Write out the lines of the items below between the line containing "Indicate a point on each instance of the wooden" and the line containing "x=38, y=315", both included, and nothing else.

** START The records **

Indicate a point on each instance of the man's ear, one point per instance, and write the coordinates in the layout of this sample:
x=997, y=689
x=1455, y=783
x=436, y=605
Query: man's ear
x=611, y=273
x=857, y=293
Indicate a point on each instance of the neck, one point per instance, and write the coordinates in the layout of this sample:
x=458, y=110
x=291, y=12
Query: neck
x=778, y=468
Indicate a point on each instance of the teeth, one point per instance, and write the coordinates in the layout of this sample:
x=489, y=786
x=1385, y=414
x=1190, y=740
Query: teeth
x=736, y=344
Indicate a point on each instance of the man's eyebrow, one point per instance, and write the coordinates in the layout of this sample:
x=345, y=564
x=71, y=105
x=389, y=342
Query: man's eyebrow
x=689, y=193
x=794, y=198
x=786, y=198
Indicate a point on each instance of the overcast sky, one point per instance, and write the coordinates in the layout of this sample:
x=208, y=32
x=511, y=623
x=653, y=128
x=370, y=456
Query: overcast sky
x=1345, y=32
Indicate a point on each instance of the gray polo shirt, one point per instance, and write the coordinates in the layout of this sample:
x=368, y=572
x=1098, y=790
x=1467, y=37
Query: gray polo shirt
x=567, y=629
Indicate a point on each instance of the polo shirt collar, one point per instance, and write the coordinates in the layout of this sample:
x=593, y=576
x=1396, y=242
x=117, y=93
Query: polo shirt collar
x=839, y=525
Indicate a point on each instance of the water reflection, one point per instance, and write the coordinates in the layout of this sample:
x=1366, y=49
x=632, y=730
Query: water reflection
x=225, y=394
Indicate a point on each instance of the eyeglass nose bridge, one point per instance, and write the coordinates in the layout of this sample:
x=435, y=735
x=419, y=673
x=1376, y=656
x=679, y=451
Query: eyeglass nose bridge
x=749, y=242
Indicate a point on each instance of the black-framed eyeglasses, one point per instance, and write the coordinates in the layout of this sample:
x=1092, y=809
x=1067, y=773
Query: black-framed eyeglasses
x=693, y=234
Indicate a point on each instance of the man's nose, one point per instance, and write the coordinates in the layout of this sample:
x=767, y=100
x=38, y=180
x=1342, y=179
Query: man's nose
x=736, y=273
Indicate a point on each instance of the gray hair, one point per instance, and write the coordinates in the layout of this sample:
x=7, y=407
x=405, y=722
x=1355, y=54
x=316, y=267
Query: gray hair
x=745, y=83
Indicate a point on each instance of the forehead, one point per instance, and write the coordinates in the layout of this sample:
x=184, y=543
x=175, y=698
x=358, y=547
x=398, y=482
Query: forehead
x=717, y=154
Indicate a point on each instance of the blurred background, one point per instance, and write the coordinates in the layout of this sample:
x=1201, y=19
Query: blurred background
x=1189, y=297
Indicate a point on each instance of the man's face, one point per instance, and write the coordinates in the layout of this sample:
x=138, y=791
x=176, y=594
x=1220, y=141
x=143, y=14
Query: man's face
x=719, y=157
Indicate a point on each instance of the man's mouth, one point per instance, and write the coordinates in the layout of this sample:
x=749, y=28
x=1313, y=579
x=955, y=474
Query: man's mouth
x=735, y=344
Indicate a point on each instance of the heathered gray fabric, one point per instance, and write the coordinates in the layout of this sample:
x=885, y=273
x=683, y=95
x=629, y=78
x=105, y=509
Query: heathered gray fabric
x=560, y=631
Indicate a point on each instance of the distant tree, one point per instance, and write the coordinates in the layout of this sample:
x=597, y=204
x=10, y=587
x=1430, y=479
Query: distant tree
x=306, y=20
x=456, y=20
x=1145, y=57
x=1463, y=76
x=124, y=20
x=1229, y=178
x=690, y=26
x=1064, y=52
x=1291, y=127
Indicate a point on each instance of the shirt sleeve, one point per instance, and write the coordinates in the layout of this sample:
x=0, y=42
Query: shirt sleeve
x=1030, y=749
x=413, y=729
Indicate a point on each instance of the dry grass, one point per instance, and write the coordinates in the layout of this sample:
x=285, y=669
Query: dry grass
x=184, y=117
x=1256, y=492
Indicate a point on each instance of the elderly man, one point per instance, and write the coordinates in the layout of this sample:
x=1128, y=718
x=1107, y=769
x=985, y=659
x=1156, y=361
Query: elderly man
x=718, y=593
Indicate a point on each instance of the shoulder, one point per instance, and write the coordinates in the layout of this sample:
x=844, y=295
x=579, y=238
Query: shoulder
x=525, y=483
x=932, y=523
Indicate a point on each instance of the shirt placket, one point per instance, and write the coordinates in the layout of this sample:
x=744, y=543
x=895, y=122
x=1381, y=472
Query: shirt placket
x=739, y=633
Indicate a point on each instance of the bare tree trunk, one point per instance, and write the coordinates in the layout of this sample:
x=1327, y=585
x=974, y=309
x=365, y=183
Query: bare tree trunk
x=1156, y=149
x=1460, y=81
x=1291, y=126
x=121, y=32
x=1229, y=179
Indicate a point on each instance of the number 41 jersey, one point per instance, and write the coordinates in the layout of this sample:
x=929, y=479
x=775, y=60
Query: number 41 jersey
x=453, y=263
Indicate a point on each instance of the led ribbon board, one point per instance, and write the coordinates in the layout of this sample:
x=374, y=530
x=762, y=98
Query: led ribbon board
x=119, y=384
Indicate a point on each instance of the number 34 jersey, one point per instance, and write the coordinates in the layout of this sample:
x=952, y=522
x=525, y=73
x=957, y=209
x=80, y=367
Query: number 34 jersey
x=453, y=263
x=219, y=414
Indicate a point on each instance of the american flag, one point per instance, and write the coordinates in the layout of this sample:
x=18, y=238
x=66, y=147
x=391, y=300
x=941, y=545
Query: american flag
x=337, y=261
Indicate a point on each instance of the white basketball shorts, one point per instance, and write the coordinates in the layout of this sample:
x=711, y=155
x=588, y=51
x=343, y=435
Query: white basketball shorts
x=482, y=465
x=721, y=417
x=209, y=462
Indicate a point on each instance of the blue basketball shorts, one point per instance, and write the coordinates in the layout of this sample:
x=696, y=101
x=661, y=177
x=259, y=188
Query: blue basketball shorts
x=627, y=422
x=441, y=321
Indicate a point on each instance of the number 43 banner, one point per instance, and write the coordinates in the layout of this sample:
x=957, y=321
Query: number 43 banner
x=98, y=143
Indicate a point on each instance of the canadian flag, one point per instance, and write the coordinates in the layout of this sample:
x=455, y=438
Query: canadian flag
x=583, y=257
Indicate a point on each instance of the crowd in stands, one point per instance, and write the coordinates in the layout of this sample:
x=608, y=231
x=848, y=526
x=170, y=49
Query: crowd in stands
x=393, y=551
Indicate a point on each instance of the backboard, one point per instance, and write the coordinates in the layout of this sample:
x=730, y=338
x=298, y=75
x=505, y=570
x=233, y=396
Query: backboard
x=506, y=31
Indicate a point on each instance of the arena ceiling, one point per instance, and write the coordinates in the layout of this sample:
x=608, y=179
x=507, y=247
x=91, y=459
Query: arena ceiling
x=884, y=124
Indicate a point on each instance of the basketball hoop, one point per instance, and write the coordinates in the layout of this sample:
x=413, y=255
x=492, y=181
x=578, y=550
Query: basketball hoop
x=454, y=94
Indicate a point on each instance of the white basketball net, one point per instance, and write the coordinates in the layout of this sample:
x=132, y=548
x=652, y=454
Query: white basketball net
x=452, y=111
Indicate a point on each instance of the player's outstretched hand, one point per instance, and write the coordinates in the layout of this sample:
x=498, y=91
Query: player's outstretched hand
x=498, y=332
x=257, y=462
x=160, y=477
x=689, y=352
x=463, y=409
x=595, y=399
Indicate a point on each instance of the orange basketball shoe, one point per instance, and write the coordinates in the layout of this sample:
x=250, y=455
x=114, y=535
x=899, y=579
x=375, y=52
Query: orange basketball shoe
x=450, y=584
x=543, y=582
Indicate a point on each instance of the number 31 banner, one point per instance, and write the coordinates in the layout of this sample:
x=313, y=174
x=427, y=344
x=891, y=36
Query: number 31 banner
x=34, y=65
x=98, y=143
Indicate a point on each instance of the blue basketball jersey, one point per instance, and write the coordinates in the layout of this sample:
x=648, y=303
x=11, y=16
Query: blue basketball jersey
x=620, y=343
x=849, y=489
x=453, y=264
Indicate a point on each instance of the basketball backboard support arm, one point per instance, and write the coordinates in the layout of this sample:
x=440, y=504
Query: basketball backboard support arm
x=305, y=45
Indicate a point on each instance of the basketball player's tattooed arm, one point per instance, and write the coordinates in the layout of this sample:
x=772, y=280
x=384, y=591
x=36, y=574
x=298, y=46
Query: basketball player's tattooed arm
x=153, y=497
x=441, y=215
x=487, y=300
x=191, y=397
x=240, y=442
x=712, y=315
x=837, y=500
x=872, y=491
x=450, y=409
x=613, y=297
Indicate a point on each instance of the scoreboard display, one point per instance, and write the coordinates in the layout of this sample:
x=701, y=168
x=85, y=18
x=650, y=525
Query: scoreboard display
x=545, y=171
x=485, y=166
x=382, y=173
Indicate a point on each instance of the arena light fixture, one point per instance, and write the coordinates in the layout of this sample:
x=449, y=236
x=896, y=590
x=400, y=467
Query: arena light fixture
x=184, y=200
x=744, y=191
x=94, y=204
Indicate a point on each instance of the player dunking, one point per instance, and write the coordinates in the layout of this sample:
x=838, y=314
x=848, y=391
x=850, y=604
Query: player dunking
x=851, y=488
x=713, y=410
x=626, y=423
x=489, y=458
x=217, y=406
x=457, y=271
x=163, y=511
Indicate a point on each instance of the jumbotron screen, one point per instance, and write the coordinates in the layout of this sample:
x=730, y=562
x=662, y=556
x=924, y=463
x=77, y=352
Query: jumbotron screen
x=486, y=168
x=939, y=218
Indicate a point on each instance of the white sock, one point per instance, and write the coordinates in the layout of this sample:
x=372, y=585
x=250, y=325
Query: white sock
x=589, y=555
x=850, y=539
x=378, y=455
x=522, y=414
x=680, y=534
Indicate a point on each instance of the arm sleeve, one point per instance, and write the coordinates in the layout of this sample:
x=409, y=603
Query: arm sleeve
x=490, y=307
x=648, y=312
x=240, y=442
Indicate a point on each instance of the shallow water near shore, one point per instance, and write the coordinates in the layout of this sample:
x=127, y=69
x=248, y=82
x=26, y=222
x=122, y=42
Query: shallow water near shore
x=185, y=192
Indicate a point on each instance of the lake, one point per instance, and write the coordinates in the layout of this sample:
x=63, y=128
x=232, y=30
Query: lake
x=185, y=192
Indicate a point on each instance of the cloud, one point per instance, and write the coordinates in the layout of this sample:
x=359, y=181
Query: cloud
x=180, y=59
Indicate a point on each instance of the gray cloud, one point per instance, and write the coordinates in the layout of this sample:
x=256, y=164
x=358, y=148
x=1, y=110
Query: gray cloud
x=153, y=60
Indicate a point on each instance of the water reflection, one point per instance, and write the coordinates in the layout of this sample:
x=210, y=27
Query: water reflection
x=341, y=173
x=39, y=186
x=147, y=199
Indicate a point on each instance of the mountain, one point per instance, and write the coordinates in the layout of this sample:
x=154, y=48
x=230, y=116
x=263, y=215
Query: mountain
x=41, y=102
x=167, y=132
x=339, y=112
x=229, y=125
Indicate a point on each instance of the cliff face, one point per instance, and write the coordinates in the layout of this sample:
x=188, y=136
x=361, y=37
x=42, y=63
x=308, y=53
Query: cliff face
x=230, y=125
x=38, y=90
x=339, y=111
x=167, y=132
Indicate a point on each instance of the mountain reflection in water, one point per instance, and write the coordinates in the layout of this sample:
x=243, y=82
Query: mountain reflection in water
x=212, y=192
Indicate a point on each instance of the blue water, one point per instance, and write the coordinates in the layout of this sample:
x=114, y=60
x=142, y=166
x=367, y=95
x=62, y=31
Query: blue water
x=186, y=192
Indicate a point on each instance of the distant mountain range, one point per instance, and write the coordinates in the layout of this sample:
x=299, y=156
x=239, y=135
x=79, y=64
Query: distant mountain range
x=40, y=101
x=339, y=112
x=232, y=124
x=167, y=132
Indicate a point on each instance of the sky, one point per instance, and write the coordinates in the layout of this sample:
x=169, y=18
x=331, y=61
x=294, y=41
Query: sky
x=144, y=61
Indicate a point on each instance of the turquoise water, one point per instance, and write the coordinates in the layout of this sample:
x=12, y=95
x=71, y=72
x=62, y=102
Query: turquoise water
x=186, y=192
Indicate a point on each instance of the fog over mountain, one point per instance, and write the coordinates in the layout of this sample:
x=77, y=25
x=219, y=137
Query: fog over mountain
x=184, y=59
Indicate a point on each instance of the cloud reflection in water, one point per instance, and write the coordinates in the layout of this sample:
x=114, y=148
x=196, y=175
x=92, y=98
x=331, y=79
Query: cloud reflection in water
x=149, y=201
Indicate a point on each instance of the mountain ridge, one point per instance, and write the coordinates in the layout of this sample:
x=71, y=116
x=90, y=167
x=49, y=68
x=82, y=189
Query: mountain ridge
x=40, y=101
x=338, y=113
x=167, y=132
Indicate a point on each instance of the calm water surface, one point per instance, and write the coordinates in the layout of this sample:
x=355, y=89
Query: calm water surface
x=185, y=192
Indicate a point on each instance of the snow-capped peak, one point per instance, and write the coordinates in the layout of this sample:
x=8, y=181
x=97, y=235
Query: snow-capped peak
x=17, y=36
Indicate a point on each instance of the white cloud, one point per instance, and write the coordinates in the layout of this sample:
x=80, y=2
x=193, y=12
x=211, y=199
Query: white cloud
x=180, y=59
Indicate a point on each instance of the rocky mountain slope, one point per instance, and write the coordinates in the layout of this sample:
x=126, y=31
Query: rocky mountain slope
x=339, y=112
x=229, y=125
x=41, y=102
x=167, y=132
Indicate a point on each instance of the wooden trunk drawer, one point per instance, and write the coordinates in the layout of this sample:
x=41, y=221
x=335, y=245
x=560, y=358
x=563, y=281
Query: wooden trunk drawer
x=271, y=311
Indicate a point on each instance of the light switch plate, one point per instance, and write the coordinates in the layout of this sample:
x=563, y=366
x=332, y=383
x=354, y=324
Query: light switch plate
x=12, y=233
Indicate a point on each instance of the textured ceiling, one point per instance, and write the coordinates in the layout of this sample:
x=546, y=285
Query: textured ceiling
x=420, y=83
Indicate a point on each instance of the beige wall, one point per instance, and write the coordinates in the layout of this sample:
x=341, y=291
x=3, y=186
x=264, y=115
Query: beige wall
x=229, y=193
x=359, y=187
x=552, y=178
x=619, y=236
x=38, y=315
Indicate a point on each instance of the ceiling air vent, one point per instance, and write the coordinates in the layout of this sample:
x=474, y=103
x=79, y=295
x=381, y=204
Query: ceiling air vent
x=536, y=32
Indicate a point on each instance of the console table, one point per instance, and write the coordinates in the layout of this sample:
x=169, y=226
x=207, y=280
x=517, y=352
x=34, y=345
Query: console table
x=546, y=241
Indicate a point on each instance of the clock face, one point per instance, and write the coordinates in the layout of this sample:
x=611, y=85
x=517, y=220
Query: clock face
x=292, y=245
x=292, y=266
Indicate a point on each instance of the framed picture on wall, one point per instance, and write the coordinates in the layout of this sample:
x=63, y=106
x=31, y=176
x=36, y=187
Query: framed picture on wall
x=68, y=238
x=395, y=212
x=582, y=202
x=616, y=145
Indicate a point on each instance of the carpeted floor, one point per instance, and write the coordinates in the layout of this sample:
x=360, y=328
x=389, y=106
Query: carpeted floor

** END The records **

- _Result_:
Indicate a point on each instance of the wooden trunk drawer, one point per instance, and write the coordinates in the layout of this sample:
x=41, y=221
x=335, y=245
x=560, y=358
x=563, y=281
Query: wooden trunk drawer
x=271, y=311
Indicate a point on each instance of the light switch plate, one point per instance, and write the coordinates in the layout of this sample:
x=563, y=366
x=332, y=383
x=354, y=324
Query: light switch plate
x=12, y=233
Indicate a point on each instance of the textured ceiling, one point per instance, and write the coordinates in the layout of this sample:
x=546, y=285
Query: textured ceiling
x=420, y=83
Indicate a point on each instance of the beige wall, one point per instance, and write the coordinates in the layout of this sample:
x=341, y=291
x=3, y=186
x=264, y=115
Query: beige wall
x=229, y=193
x=359, y=187
x=552, y=178
x=619, y=236
x=38, y=315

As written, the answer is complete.